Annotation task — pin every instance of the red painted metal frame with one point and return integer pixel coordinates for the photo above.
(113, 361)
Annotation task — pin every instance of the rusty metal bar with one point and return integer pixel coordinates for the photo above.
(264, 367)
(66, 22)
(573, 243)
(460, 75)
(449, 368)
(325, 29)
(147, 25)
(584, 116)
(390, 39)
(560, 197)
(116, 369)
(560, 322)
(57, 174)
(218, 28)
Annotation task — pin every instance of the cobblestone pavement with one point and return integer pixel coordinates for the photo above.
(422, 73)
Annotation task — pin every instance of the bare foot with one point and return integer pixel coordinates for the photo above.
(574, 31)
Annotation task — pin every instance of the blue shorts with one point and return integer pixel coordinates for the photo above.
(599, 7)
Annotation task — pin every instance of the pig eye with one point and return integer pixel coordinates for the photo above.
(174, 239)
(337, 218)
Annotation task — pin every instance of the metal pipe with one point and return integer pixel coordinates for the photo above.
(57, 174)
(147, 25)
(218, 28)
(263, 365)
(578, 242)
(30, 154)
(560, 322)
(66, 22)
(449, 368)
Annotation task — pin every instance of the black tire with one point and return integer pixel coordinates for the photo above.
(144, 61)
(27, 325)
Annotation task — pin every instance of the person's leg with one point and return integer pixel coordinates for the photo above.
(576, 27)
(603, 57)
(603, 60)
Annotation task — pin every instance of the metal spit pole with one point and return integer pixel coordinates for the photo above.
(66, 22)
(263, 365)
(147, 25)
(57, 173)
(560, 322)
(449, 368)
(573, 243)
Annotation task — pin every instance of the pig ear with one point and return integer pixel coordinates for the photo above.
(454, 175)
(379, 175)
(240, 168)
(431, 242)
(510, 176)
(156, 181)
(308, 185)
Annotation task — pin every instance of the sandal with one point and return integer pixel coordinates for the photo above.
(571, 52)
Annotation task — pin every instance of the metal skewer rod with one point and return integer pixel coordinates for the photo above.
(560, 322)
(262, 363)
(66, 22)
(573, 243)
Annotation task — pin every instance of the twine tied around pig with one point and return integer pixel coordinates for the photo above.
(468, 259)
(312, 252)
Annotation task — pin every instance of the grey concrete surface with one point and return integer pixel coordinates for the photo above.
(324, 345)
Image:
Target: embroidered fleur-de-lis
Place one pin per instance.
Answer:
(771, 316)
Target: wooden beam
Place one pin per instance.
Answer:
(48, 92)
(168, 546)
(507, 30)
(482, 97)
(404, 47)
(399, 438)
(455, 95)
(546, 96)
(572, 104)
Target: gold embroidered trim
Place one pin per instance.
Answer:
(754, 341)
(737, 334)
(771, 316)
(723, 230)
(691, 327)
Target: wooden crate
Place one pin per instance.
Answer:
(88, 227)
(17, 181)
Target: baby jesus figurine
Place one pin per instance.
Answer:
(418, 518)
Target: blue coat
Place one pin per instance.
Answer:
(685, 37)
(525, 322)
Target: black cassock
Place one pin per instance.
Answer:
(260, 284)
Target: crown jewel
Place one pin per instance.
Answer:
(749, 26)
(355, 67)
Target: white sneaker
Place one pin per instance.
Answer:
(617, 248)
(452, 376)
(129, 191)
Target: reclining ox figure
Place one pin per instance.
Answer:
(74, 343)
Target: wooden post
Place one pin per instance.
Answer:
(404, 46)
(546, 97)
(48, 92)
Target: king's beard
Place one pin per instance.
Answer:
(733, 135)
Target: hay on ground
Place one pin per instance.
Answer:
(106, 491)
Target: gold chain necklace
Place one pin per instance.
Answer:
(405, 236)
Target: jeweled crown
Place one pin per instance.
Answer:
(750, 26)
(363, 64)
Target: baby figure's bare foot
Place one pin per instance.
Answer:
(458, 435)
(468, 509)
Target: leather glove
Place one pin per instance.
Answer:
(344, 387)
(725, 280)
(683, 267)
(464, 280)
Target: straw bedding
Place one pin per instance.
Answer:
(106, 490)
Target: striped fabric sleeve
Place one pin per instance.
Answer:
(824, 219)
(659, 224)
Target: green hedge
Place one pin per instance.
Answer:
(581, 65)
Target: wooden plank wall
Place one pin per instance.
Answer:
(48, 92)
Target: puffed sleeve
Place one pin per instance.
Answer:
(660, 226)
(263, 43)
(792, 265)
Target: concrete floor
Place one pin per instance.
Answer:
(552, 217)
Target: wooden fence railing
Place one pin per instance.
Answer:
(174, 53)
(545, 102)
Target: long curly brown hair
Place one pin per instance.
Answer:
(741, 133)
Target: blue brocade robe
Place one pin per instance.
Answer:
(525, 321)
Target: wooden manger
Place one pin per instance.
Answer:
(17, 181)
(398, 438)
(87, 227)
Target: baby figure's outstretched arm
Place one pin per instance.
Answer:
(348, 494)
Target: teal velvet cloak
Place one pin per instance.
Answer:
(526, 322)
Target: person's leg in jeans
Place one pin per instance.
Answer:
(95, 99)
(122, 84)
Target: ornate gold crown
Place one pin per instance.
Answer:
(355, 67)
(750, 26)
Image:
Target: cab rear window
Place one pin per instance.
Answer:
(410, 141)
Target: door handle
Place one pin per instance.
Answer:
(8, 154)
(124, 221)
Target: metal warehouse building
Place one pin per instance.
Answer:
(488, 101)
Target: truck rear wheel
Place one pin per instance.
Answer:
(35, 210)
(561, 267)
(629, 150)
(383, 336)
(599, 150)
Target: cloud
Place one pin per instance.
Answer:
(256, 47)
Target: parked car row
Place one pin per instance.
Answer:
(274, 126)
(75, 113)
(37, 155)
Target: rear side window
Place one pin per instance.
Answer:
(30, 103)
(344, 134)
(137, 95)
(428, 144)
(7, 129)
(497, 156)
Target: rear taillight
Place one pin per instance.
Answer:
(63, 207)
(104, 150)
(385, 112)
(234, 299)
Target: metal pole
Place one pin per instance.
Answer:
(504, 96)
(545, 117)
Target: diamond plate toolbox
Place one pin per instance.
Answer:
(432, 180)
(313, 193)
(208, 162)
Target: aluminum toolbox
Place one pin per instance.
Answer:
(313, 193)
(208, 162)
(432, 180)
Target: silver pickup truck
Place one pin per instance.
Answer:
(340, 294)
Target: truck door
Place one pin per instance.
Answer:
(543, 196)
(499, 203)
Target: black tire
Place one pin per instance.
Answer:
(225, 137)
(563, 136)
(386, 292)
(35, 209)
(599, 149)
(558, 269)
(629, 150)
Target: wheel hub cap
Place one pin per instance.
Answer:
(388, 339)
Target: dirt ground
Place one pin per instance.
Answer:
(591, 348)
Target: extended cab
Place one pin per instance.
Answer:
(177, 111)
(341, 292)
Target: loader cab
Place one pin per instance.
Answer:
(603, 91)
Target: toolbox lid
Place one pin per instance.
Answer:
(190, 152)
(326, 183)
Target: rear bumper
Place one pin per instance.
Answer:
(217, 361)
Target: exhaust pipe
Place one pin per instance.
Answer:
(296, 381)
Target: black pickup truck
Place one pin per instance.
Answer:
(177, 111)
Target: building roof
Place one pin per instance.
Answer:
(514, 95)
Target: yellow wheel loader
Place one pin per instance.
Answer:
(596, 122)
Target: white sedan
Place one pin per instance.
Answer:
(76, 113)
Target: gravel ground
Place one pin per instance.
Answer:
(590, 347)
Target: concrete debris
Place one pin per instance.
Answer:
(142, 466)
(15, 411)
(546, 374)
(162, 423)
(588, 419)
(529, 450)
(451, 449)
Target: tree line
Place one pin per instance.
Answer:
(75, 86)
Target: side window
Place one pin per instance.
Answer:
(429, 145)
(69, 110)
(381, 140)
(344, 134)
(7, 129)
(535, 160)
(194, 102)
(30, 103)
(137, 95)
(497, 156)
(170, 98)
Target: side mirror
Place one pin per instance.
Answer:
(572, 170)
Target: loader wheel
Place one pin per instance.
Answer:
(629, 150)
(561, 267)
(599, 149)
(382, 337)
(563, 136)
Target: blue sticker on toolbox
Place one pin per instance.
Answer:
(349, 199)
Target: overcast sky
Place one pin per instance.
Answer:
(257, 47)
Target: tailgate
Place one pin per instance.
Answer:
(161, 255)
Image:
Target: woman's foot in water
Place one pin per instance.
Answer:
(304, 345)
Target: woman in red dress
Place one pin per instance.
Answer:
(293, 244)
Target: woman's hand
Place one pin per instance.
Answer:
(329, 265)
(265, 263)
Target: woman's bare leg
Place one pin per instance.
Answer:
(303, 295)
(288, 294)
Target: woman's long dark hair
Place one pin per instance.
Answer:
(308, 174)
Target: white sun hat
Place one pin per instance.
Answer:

········

PROBLEM REQUIREMENTS.
Output, unchanged, only the lines from the one that holds "Target: extended cab" through the last line of the material above.

WRITTEN RESPONSE.
Target: extended cab
Place one pin per instance.
Answer:
(177, 111)
(341, 292)
Target: loader cab
Place one pin per instance.
Answer:
(603, 91)
Target: toolbox lid
Place one pin per instance.
Answer:
(190, 152)
(326, 183)
Target: rear bumper
Place one pin per instance.
Answer:
(217, 361)
Target: exhaust pipe
Place one pin per instance.
Answer:
(296, 381)
Target: black pickup truck
Place one pin per instance.
Answer:
(177, 111)
Target: building roof
Place one pin per instance.
Answer:
(514, 95)
Target: yellow wheel loader
Place one pin per instance.
Answer:
(596, 122)
Target: white sedan
Place one pin per instance.
Answer:
(76, 113)
Target: gravel ground
Place one pin per instance.
Answer:
(590, 347)
Target: concrete debris
Place one pin per instance.
Answer:
(142, 466)
(15, 411)
(546, 374)
(162, 423)
(588, 419)
(529, 450)
(451, 449)
Target: tree line
Place one pin per instance.
Answer:
(75, 86)
Target: side window
Place one pin per instance.
Answer:
(429, 145)
(69, 110)
(381, 140)
(344, 134)
(7, 129)
(535, 160)
(194, 102)
(30, 103)
(137, 95)
(497, 156)
(170, 98)
Target: side mirror
Place one pin per instance.
Answer:
(572, 170)
Target: loader wheel
Place one pin per instance.
Answer:
(629, 150)
(561, 267)
(599, 149)
(382, 337)
(563, 136)
Target: blue sticker on toolbox
Place one pin per instance.
Answer:
(349, 199)
Target: overcast sky
Place one pin per instance.
Answer:
(257, 47)
Target: tailgate
Place one pin per instance.
Answer:
(161, 255)
Image:
Target: woman's foot in water
Place one pin per instance.
Answer:
(304, 345)
Target: woman in red dress
Place one pin per instance.
Answer:
(293, 244)
Target: woman's hand
Place one pin per instance.
Answer:
(329, 265)
(265, 263)
Target: woman's bare leg
Place one pin per instance.
Answer:
(303, 295)
(288, 294)
Target: woman's long dark hair
Place one pin per instance.
Answer:
(308, 174)
Target: white sun hat
Place one pin per instance.
Answer:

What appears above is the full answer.